= Task prompt =
Revise everything from the line containing "Target: brass candle holder" down to the end of the records, changing "woven rug" to "area rug" and keeping all else the same. Omit the pictures from your answer.

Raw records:
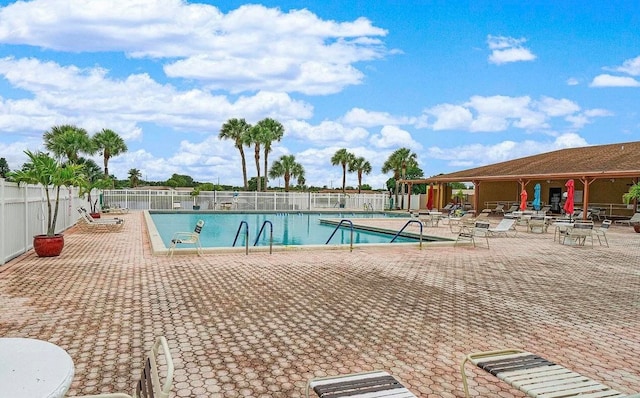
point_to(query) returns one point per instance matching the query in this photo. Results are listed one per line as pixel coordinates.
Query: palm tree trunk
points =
(244, 169)
(257, 157)
(106, 166)
(266, 155)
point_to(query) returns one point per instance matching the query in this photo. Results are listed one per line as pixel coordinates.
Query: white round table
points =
(31, 368)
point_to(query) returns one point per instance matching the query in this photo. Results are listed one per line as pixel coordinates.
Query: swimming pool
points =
(289, 229)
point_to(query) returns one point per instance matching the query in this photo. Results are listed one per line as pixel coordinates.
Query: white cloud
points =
(508, 49)
(450, 117)
(580, 120)
(630, 67)
(363, 118)
(326, 133)
(557, 107)
(606, 80)
(394, 137)
(572, 81)
(499, 113)
(479, 155)
(251, 48)
(91, 99)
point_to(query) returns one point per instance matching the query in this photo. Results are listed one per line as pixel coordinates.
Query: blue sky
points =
(463, 84)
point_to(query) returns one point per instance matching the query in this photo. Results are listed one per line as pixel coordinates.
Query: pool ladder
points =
(405, 226)
(343, 221)
(255, 243)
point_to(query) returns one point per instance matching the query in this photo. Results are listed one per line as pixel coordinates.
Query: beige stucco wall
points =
(601, 192)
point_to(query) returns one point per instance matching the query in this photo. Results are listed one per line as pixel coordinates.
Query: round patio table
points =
(31, 368)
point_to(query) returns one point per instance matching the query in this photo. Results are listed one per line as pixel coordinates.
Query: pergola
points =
(586, 164)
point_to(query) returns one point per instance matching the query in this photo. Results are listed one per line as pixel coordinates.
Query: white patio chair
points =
(506, 227)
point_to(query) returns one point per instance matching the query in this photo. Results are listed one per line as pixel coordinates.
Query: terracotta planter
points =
(48, 246)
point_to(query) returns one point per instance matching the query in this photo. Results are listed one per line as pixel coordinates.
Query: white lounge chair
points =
(579, 232)
(602, 231)
(190, 238)
(504, 228)
(633, 220)
(498, 209)
(536, 376)
(86, 223)
(479, 230)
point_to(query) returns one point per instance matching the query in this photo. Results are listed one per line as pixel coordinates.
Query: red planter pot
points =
(48, 246)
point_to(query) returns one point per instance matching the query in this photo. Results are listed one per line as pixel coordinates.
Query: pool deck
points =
(261, 325)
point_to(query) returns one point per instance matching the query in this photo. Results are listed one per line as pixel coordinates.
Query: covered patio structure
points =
(602, 174)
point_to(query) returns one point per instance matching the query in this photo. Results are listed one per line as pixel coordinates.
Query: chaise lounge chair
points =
(602, 231)
(633, 220)
(190, 238)
(86, 223)
(367, 384)
(536, 376)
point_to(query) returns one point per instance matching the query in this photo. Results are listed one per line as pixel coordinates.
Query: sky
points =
(462, 84)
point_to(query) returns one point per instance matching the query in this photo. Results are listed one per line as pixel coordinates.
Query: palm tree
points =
(360, 165)
(270, 130)
(238, 130)
(287, 167)
(343, 157)
(400, 159)
(111, 144)
(68, 141)
(4, 168)
(134, 177)
(255, 138)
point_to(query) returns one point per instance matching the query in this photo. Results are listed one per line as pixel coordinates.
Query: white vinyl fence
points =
(23, 214)
(256, 201)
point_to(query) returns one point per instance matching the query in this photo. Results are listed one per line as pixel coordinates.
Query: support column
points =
(476, 197)
(586, 182)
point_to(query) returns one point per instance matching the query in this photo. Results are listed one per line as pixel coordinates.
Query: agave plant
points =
(52, 175)
(633, 194)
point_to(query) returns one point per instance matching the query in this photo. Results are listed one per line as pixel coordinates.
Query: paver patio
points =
(261, 325)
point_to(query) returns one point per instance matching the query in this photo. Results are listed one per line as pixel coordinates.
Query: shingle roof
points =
(613, 160)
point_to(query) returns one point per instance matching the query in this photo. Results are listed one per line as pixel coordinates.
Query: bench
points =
(536, 376)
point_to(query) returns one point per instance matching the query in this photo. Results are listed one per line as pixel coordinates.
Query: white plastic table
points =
(31, 368)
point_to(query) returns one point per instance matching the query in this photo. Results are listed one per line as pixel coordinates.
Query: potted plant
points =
(633, 195)
(195, 193)
(52, 175)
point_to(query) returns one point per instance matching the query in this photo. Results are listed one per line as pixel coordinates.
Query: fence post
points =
(3, 217)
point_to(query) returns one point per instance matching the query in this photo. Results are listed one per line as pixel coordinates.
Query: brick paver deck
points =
(261, 325)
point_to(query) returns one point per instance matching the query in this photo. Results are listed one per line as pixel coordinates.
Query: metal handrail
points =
(270, 235)
(405, 226)
(336, 230)
(246, 236)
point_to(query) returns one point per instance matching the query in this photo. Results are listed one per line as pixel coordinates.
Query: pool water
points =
(289, 229)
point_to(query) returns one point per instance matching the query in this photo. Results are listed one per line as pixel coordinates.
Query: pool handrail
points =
(405, 226)
(246, 238)
(344, 220)
(270, 235)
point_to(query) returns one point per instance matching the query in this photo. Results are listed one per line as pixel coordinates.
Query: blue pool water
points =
(288, 228)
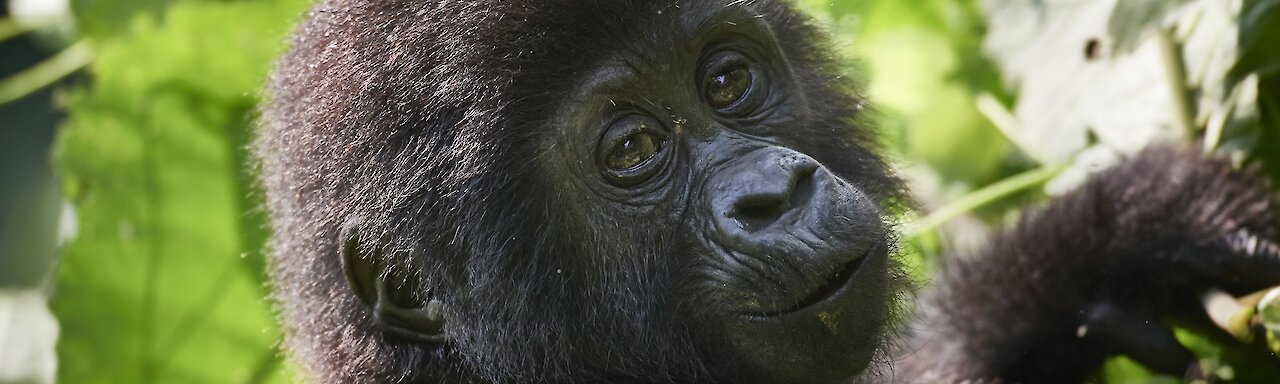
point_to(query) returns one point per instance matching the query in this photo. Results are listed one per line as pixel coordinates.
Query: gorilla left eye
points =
(632, 149)
(727, 87)
(730, 83)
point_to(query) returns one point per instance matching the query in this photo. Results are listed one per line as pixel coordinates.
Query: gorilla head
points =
(574, 191)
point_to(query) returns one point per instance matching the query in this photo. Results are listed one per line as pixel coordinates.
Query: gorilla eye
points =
(632, 150)
(731, 83)
(727, 87)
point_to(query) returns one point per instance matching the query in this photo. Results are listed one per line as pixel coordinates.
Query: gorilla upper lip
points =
(840, 278)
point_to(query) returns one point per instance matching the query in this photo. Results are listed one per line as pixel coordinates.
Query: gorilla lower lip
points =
(840, 278)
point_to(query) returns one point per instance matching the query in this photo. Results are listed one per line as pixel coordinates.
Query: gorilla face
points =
(691, 152)
(574, 192)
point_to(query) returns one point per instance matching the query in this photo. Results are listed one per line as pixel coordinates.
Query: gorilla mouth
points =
(840, 278)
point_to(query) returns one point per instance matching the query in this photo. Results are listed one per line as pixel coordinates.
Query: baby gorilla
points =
(574, 191)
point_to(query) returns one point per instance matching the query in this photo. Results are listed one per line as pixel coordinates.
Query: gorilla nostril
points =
(754, 214)
(759, 211)
(801, 190)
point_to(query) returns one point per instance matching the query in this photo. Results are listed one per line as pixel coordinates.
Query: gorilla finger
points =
(1137, 334)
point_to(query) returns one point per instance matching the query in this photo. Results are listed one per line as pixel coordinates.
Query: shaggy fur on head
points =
(420, 126)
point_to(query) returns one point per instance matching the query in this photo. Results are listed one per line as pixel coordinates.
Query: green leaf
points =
(164, 282)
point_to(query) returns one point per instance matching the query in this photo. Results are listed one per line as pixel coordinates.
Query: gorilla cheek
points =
(798, 266)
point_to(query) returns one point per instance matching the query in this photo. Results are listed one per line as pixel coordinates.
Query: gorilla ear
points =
(397, 309)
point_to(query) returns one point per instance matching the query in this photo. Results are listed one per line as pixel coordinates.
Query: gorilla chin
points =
(827, 338)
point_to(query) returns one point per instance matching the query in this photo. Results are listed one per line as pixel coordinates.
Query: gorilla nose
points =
(764, 190)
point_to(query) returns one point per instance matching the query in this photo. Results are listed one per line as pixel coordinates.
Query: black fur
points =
(424, 127)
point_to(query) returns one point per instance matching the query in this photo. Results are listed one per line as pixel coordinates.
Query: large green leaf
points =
(164, 282)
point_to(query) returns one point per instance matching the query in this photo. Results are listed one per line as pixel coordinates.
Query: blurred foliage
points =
(165, 282)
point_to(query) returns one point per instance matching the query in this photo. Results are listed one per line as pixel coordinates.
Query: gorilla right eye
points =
(632, 149)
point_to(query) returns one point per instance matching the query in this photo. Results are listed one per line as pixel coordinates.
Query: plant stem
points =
(44, 73)
(982, 197)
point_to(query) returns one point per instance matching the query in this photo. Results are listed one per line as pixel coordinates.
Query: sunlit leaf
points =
(164, 282)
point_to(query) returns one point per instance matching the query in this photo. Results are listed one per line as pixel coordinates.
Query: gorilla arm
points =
(1095, 273)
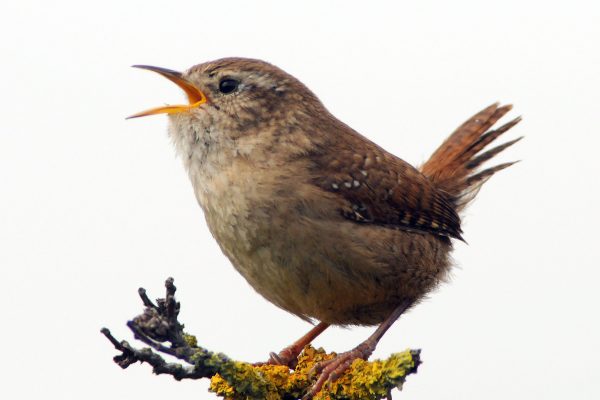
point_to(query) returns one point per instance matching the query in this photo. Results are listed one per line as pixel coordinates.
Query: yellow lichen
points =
(363, 380)
(190, 340)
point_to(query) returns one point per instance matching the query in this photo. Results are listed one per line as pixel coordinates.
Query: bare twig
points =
(158, 327)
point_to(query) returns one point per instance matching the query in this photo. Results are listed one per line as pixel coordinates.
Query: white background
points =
(93, 206)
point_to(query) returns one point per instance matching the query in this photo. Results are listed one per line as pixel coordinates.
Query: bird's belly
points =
(337, 272)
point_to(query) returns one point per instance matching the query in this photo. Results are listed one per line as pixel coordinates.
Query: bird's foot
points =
(287, 356)
(330, 370)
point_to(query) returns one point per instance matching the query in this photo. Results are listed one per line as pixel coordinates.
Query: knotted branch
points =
(158, 327)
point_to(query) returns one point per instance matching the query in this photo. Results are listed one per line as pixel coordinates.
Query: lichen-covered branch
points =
(159, 328)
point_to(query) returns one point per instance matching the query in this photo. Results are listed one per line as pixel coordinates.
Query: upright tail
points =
(453, 167)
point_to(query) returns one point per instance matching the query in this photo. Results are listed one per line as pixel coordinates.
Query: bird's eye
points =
(227, 85)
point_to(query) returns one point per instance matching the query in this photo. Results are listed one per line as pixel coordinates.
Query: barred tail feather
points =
(453, 167)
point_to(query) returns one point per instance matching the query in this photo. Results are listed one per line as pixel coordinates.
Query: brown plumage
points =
(318, 219)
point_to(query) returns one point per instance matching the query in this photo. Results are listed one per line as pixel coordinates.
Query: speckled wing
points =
(375, 187)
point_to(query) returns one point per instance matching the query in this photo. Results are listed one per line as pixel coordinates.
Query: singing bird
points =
(317, 218)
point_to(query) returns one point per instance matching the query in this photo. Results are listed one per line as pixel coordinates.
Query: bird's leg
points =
(289, 355)
(332, 369)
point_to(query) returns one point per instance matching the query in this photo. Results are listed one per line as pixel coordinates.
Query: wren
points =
(319, 220)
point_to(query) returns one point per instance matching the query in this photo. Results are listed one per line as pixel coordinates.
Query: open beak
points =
(195, 96)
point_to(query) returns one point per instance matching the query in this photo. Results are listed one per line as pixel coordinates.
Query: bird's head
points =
(234, 96)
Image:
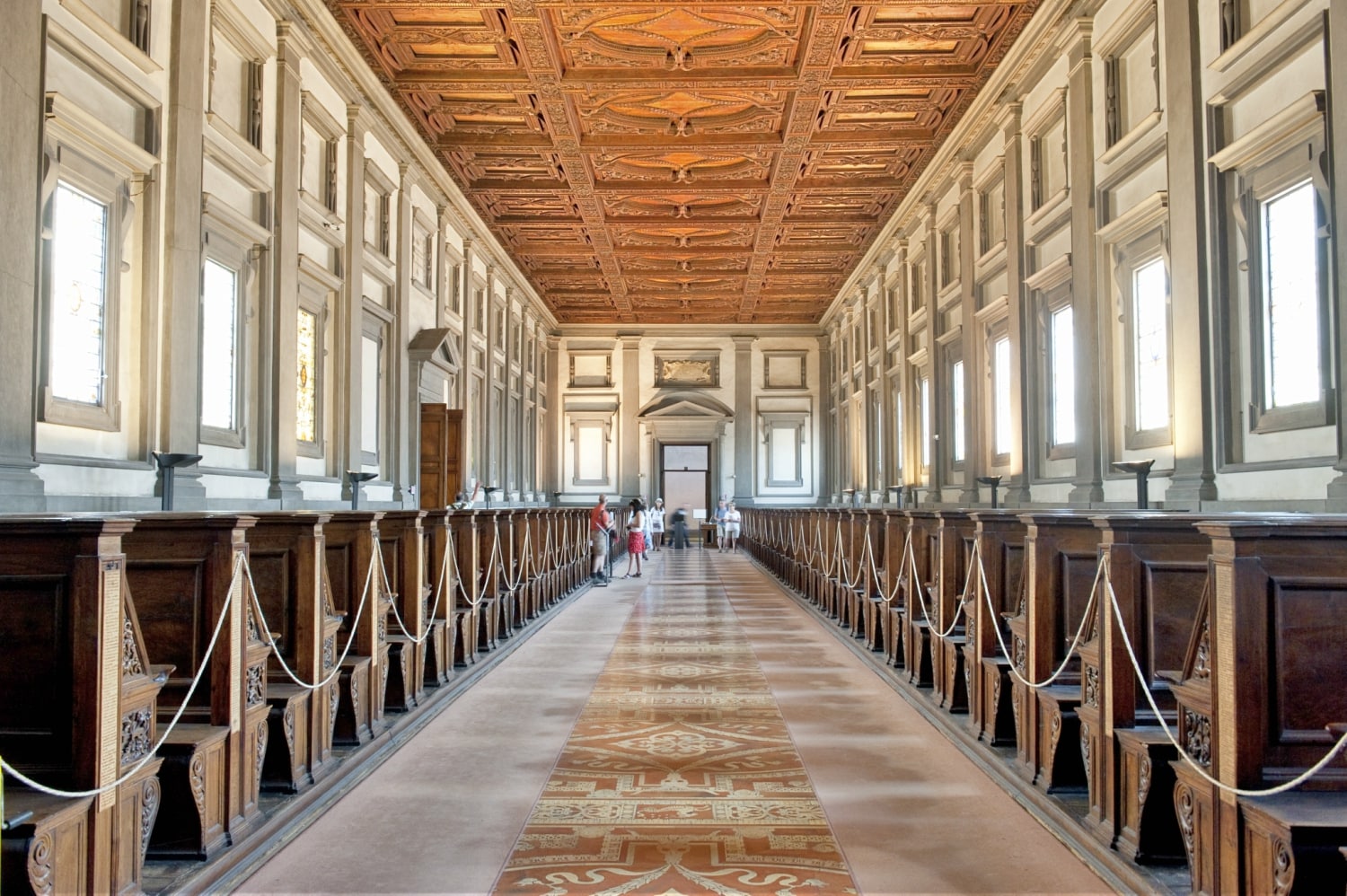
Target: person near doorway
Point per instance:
(600, 523)
(733, 521)
(656, 516)
(646, 515)
(681, 529)
(635, 538)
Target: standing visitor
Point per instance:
(635, 538)
(657, 523)
(681, 529)
(732, 527)
(600, 523)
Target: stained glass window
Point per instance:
(218, 345)
(306, 384)
(78, 293)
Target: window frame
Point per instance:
(1058, 302)
(236, 434)
(317, 291)
(1131, 258)
(110, 188)
(1272, 158)
(999, 333)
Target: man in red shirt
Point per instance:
(600, 523)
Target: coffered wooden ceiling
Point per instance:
(670, 163)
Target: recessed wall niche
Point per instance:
(784, 371)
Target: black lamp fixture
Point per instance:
(1142, 470)
(356, 478)
(994, 481)
(167, 462)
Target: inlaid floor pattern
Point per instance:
(681, 775)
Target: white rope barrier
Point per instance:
(974, 558)
(1183, 753)
(205, 663)
(350, 640)
(1075, 642)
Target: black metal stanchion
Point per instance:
(167, 462)
(356, 478)
(994, 481)
(1142, 470)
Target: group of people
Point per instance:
(644, 531)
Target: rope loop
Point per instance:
(1145, 686)
(240, 562)
(1075, 642)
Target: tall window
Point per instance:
(1290, 298)
(218, 345)
(78, 296)
(306, 384)
(1001, 427)
(369, 396)
(926, 420)
(1063, 376)
(1150, 345)
(956, 411)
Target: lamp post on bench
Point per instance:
(994, 481)
(356, 478)
(167, 462)
(1142, 470)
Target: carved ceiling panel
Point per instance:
(708, 162)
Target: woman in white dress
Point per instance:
(656, 519)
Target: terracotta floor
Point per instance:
(694, 731)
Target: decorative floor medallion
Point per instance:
(679, 777)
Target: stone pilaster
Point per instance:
(974, 347)
(404, 404)
(180, 411)
(468, 448)
(824, 433)
(21, 175)
(744, 419)
(492, 417)
(280, 325)
(1193, 478)
(1336, 57)
(551, 461)
(629, 433)
(1021, 408)
(350, 317)
(1088, 479)
(939, 377)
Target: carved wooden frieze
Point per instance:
(628, 140)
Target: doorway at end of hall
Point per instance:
(686, 479)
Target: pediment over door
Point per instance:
(686, 417)
(436, 364)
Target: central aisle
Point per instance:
(657, 734)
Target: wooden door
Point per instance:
(442, 475)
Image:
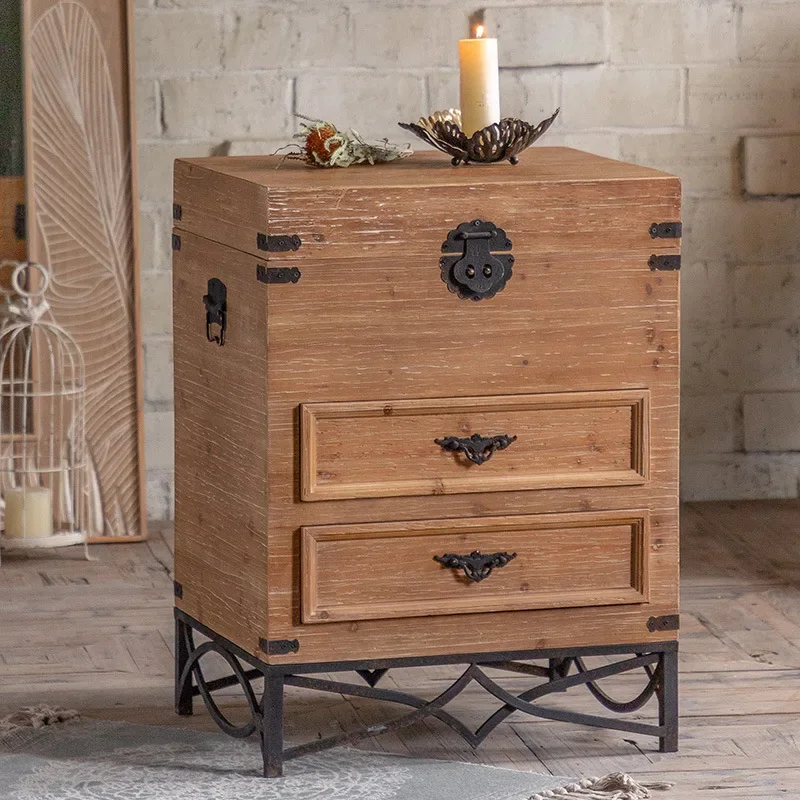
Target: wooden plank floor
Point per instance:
(98, 637)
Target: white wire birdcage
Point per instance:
(42, 421)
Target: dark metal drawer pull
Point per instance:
(476, 565)
(478, 449)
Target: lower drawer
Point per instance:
(437, 567)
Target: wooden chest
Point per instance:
(386, 330)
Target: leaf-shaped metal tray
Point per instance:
(501, 141)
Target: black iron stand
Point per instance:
(564, 669)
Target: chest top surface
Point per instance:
(541, 165)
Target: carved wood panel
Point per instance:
(82, 223)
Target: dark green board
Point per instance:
(11, 104)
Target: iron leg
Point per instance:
(183, 691)
(272, 723)
(668, 701)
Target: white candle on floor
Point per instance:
(29, 512)
(480, 82)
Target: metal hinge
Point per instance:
(277, 274)
(672, 262)
(19, 221)
(279, 647)
(670, 622)
(666, 230)
(277, 244)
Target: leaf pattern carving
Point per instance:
(81, 177)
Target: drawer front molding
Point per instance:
(392, 448)
(395, 570)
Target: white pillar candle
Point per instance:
(29, 512)
(480, 82)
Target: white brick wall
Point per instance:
(708, 89)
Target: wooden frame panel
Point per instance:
(386, 571)
(399, 459)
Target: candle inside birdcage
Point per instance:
(43, 461)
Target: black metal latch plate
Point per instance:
(668, 263)
(670, 622)
(666, 230)
(277, 274)
(477, 270)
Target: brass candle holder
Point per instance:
(501, 141)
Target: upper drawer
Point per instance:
(554, 441)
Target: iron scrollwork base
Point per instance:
(565, 669)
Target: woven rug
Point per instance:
(71, 759)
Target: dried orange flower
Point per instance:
(325, 146)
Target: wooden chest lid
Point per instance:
(239, 201)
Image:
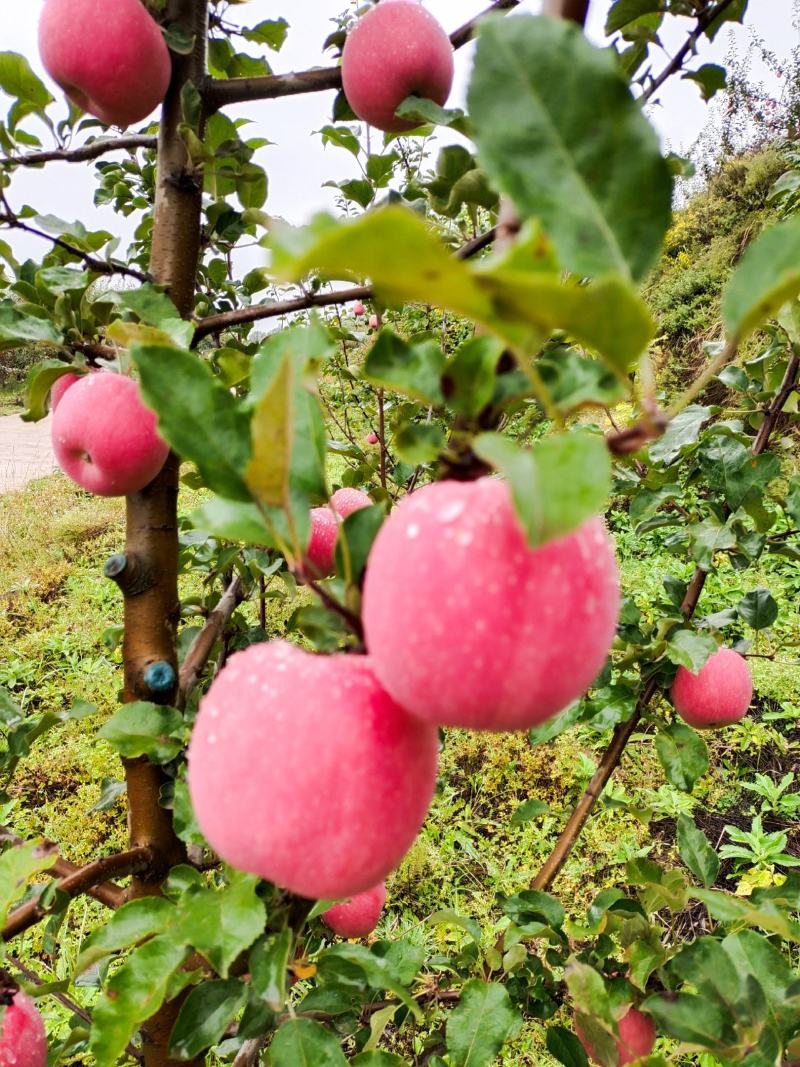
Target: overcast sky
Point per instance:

= Answer for the task =
Target: brass candle holder
Point per instance:
(501, 141)
Target: upper drawer
Point per instance:
(554, 441)
Target: iron scrollwork base
Point per instance:
(565, 669)
Target: area rug
Point per instance:
(71, 759)
Target: dried orange flower
Point per instance:
(325, 146)
Target: wooden chest lid
Point per instance:
(239, 201)
Image:
Target: overcast sky
Point per instance:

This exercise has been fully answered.